# Problem details:
Which lines of the records below contain the word "profile"? Copy each of them out.
● ● ● ● ●
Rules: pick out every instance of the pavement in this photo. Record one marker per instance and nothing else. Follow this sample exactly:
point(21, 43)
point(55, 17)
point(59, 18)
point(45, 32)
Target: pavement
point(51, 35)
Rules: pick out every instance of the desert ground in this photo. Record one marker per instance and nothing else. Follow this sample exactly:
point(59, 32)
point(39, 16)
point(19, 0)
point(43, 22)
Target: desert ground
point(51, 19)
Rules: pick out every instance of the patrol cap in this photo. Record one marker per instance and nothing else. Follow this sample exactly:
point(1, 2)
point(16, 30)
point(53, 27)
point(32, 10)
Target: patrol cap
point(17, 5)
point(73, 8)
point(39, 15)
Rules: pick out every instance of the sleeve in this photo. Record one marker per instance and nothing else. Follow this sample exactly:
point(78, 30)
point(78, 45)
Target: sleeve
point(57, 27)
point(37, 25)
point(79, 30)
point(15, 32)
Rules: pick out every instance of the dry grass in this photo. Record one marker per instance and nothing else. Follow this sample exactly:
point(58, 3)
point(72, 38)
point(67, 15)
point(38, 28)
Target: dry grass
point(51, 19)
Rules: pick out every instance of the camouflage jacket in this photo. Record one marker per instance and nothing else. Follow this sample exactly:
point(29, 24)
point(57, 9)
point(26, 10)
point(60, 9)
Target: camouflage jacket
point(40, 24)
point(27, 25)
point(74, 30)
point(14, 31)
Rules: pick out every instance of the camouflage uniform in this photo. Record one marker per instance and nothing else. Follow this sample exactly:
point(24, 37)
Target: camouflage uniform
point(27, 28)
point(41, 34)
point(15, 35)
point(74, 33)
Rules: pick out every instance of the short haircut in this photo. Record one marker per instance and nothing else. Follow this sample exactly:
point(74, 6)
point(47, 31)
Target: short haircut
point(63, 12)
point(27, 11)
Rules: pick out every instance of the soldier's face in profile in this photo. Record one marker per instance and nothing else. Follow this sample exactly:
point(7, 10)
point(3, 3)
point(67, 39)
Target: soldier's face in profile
● ● ● ● ●
# Exercise result:
Rules: pick out every instance of the soldier's face in profile in this photo. Record one marker per instance and nothing else. Follow this sample exactly:
Target: soldier's face in profile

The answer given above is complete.